→ **Testo del documento**:
---*---

Discorre su ciò san Tommaso: «Il poter peccare non
è libertà, ma servaggio».
Basti quel che egli dice commentando le parole di Gesù
Cristo: «Chi fa il peccato è schiavo del
peccato» (Giovanni 8, 34).
«L'uomo è ragionevole per natura […]
si muove da sé e però da libero, quando opera
secondo ragione: ma quando opera contro ragione, come fa quando
pecca, allora egli è mosso quasi da un altro, e tirato e
imprigionato nei termini altrui: chi fa il peccato ne è
schiavo».
La libertà e la Legge: «Tale
essendo dunque nell'uomo la condizione della sua libertà,
troppo era necessario avvalorarla di lumi ed aiuti, che in tutti i
moti suoi la indirizzassero al bene e la ritraessero dal male;
altrimenti di grave danno sarebbe riuscito all'uomo il libero
arbitrio».
«E primieramente fu necessario porgli una legge, ossia
una regola di ciò, che si ha da fare ed omettere... Nello
stesso arbitrio dell'uomo adunque, ossia nella morale
necessità che gli atti volontari nostri non discordino dalla
retta ragione, va cercata, come in radice, la prima causa
dell'esserci necessaria la legge. E nulla può dirsi o
concepirsi più perverso e strano di quella massima: che
l'uomo, perché naturalmente libero, deve andare esente da
legge; il che, se fosse vero, ne seguirebbe che per essere liberi
dovremmo essere irragionevoli. Ma la verità si è che
proprio per questo l'uomo va soggetto a legge, perché
è libero per natura».
«L'uomo, per necessità di natura, trovasi in una
vera e perpetua dipendenza da Dio, così nell'essere come
nell'operare, e però non può concepirsi umana
libertà se non dipendente da Dio e dalla sua divina
volontà. Negare a Dio tale sovranità, o non volervisi
assoggettare, non è libertà ma abuso di
libertà e ribellione, e in siffatta disposizione d'animo
consiste appunto il vizio capitale del liberalismo. Il quale
però prende molte forme, potendo la volontà in modo e
gradi diversi sottrarsi alla dipendenza dovuta a Dio e a chi ne
partecipa la autorità».
La vera libertà consiste nel fatto che l'uomo possa vivere
secondo il bene e il fine per cui fu creato con l'aiuto
dell'ordinamento
giuridico della società.

---*---

→ **Sezione dati**:
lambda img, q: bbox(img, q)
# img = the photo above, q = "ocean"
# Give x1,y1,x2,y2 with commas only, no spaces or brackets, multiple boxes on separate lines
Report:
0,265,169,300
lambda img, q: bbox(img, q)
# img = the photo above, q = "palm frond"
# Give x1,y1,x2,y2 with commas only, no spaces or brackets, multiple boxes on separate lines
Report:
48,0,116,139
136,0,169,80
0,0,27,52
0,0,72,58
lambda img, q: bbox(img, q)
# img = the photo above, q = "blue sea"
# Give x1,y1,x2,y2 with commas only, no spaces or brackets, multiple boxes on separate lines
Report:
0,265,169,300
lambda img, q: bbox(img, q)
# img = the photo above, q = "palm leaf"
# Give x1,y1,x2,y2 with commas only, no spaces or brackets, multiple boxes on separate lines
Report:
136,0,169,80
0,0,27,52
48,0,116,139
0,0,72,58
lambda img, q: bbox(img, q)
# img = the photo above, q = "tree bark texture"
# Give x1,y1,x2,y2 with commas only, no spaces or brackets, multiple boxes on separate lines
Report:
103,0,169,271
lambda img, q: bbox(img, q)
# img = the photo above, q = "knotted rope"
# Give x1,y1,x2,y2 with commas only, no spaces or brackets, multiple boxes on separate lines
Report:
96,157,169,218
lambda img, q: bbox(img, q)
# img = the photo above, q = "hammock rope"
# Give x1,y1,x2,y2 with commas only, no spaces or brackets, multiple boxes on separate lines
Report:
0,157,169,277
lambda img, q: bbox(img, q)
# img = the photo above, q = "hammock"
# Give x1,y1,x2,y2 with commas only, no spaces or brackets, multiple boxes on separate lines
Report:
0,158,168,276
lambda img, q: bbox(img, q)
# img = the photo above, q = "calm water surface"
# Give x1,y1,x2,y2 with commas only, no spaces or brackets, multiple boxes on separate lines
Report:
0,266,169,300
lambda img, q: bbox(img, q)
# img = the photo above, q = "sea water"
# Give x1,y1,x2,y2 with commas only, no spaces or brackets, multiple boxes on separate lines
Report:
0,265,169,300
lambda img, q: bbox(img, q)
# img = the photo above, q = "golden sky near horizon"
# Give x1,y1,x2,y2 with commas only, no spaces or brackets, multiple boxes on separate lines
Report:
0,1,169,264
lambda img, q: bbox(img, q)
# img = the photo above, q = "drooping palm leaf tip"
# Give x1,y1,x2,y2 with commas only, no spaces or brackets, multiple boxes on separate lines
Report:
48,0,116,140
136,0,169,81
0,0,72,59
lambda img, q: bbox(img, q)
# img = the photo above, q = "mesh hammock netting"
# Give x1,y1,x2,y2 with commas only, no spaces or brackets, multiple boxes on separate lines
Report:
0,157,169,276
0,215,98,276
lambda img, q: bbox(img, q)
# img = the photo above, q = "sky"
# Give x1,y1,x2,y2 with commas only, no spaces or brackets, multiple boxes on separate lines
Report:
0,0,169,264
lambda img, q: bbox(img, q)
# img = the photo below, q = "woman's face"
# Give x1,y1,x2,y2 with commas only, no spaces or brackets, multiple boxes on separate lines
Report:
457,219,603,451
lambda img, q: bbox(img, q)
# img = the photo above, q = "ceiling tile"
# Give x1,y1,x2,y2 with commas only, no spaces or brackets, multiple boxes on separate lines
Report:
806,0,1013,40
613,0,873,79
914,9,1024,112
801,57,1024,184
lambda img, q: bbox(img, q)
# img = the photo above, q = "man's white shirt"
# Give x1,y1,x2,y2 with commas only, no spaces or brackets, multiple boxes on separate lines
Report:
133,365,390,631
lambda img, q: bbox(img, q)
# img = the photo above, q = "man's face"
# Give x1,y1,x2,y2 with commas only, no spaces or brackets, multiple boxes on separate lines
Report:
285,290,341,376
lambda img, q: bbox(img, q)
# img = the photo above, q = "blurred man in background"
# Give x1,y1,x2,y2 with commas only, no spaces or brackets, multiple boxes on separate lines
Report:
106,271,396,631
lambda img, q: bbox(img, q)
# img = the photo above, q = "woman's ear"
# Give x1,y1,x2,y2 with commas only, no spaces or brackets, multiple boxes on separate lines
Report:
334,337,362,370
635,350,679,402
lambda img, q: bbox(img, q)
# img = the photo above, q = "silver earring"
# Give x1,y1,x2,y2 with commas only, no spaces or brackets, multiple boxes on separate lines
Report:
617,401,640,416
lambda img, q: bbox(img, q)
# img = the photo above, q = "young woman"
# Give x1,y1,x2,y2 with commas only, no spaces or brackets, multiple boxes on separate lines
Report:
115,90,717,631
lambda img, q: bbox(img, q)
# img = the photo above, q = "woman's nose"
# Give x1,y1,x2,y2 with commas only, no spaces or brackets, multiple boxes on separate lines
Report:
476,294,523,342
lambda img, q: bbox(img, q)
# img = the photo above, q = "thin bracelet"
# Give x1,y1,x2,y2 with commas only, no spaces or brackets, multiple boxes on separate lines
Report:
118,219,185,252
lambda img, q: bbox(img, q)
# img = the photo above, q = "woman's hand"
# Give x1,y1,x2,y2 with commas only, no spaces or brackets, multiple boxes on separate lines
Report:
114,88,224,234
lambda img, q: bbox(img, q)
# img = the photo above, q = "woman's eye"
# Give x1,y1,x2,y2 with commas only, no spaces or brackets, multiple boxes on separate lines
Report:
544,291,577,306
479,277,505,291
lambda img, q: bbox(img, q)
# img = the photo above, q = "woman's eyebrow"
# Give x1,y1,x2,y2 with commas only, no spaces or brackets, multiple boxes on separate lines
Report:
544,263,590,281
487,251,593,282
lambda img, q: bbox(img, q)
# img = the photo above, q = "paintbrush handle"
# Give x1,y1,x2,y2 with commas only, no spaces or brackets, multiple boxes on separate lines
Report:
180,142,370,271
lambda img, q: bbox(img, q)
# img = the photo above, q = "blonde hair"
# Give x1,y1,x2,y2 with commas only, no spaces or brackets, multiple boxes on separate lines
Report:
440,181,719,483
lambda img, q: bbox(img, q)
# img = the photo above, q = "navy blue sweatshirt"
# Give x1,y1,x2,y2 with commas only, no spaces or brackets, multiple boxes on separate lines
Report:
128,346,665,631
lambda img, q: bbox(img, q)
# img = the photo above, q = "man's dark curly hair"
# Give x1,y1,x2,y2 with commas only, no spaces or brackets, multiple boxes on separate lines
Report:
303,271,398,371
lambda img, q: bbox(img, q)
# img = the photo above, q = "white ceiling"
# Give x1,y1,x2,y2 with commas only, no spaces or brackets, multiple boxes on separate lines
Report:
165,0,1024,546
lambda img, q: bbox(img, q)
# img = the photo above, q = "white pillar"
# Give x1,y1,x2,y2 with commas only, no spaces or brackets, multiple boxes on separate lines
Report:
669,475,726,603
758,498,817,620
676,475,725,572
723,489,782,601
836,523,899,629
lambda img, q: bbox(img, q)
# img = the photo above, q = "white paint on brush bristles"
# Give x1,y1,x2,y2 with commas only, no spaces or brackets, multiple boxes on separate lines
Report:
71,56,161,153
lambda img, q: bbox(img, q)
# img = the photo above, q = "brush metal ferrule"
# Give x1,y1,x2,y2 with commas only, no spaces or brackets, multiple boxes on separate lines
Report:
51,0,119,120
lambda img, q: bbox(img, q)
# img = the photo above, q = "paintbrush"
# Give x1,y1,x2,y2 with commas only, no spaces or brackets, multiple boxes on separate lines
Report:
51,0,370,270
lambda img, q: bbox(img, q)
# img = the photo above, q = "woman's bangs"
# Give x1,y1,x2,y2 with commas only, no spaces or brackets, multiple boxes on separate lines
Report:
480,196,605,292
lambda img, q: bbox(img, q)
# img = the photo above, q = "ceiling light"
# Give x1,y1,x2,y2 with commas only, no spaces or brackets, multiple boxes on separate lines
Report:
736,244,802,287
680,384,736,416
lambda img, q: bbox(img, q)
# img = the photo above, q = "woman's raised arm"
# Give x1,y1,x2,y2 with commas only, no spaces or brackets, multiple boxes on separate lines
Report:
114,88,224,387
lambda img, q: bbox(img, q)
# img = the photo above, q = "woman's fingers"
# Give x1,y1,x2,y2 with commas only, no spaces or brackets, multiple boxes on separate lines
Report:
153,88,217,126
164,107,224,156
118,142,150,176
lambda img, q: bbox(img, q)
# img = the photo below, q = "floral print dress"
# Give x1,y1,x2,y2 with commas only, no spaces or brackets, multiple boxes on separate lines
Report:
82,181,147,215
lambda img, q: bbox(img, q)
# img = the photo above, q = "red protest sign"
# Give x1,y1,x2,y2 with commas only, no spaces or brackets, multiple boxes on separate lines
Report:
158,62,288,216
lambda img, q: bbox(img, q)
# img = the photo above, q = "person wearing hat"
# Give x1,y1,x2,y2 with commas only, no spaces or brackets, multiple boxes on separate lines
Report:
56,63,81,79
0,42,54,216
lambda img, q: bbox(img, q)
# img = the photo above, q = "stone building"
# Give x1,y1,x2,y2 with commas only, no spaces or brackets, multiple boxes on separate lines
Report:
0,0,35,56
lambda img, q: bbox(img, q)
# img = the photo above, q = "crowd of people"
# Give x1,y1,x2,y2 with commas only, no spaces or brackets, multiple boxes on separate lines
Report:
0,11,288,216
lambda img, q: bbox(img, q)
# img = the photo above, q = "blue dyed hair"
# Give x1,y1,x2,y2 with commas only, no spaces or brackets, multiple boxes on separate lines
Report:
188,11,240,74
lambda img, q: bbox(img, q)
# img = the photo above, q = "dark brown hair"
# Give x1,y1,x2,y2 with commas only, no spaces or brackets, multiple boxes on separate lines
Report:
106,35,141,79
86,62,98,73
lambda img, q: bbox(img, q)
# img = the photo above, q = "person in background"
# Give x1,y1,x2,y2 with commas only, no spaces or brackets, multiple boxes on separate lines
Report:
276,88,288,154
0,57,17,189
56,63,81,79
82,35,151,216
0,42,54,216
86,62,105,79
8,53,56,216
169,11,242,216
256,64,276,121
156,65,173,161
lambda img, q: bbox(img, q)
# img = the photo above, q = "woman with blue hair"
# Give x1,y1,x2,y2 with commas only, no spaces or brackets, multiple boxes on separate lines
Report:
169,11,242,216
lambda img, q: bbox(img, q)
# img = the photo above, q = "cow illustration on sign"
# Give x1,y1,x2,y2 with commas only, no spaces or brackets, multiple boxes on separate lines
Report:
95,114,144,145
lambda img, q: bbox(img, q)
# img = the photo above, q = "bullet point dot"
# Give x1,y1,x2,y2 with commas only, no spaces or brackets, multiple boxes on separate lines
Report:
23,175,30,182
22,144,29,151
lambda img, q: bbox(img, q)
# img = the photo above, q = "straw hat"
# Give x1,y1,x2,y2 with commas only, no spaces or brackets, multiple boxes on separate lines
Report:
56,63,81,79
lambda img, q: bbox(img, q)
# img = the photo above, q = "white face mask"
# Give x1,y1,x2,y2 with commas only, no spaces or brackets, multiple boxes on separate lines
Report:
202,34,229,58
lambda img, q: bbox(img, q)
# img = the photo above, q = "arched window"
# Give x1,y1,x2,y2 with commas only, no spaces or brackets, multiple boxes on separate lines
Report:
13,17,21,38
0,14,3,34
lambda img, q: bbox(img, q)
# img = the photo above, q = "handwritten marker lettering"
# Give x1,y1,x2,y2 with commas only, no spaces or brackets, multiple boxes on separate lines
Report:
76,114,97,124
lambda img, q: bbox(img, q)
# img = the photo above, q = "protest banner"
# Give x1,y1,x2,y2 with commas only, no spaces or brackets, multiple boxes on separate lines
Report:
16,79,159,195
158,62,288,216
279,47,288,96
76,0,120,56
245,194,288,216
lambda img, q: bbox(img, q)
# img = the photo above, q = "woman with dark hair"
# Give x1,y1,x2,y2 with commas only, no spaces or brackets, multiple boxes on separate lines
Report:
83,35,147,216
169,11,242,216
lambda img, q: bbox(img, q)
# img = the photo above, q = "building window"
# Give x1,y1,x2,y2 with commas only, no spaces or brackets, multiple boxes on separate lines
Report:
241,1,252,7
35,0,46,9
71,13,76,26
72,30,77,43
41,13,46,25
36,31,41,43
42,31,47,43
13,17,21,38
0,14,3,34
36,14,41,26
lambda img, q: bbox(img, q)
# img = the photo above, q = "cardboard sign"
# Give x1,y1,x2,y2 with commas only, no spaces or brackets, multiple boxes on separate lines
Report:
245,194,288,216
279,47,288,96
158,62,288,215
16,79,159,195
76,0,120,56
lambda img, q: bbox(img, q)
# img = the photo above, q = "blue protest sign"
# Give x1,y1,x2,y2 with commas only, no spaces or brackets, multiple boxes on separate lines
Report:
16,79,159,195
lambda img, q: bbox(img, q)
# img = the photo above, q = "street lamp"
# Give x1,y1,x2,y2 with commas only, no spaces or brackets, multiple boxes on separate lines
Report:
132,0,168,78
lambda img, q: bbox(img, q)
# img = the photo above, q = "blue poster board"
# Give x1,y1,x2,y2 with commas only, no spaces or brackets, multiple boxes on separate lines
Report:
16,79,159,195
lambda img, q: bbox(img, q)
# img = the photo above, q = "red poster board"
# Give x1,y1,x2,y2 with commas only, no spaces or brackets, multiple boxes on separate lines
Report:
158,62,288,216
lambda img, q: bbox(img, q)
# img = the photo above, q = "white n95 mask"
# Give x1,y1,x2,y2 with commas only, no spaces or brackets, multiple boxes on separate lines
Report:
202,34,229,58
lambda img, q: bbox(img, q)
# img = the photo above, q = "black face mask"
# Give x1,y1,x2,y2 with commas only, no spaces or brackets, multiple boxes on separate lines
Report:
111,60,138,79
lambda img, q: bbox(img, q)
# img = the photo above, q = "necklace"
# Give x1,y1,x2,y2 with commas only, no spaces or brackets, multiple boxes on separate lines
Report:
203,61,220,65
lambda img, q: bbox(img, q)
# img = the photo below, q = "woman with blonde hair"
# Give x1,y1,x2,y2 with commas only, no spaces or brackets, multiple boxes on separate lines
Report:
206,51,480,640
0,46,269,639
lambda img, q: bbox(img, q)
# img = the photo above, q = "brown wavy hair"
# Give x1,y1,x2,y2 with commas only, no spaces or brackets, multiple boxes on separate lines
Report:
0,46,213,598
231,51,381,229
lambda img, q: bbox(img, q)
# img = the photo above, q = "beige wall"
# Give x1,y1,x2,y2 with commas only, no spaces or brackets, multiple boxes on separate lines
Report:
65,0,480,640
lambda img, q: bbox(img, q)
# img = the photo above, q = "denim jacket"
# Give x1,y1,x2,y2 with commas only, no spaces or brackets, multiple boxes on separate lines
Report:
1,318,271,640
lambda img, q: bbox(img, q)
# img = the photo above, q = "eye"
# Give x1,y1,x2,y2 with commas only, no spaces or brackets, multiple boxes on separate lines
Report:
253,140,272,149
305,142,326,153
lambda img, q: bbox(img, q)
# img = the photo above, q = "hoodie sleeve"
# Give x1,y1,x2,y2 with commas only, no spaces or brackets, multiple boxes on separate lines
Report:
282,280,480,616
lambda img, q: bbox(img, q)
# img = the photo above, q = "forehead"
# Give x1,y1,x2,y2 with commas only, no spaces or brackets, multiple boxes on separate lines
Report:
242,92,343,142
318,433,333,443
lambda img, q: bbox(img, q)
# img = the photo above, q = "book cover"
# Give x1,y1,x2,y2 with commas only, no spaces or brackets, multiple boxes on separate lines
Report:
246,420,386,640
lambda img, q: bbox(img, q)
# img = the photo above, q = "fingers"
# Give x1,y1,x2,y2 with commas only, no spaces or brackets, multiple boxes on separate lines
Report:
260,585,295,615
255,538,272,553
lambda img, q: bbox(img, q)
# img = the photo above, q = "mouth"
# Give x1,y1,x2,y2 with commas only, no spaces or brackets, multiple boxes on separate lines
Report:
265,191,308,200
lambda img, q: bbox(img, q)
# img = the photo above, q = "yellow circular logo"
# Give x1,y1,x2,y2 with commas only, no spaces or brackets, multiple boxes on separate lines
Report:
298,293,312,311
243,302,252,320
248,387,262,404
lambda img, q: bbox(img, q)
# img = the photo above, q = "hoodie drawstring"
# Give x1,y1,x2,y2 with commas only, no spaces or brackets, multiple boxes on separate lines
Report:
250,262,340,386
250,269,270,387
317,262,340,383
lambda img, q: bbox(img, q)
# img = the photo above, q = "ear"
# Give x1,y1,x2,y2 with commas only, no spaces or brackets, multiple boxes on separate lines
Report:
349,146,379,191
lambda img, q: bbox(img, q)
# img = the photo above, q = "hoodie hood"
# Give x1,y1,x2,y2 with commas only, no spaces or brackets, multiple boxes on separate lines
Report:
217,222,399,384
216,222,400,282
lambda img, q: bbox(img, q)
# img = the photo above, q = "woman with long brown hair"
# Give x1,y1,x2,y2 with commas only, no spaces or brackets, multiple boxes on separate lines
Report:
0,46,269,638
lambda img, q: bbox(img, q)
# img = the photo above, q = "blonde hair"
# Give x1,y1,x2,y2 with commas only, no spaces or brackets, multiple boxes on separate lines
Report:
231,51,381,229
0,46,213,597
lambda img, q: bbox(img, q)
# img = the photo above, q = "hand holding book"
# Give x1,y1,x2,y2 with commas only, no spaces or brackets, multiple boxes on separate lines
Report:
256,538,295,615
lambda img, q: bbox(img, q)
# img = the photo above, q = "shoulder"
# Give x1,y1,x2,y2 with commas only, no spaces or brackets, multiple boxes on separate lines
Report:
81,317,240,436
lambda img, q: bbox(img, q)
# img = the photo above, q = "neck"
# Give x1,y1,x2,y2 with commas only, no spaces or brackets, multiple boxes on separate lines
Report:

---*---

→ **Breve esercizio A**: Riporta ogni riga dell'elenco in cui compare la parola "background".
→ **Breve esercizio B**: Riprendi il testo sulla libertà umana e proseguilo dopo la sua ultima frase.

→ **Risultato A**:
# img = the photo above, q = "blurred man in background"
# img = the photo above, q = "person in background"

→ **Risultato B**:
La libertà fisica e sociale dev'essere pertanto
condizionata dalla legge, cioè se qualcuno abusa della
propria libertà contro il bene e la libertà comune,
la società ha il diritto e il dovere d'impiegare la
coercizione per impedirlo.
Ecco il corollario inevitabile del problema della libertà
umana: perché la legge sia rispettata, assicurando la
libertà generale,
l'autorità deve poter coagire e perciò, essere
valutata come servizio alla libertà di tutti.
Può questa vera libertà dispensare la verità
rivelata da Dio per il bene umano?
La controreligione illuministica
L'illuminismo voleva, però, aggiungere un suo
«valore» a questa libertà dell'uomo
affinche fosse simile, o anche meglio di Dio,
conoscendo il bene e il male.
Ora vediamo le tappe oscure che questo piano, il più
ambizioso dell'intera creazione, ha percorso nei tempi moderni,
fino al Vaticano II.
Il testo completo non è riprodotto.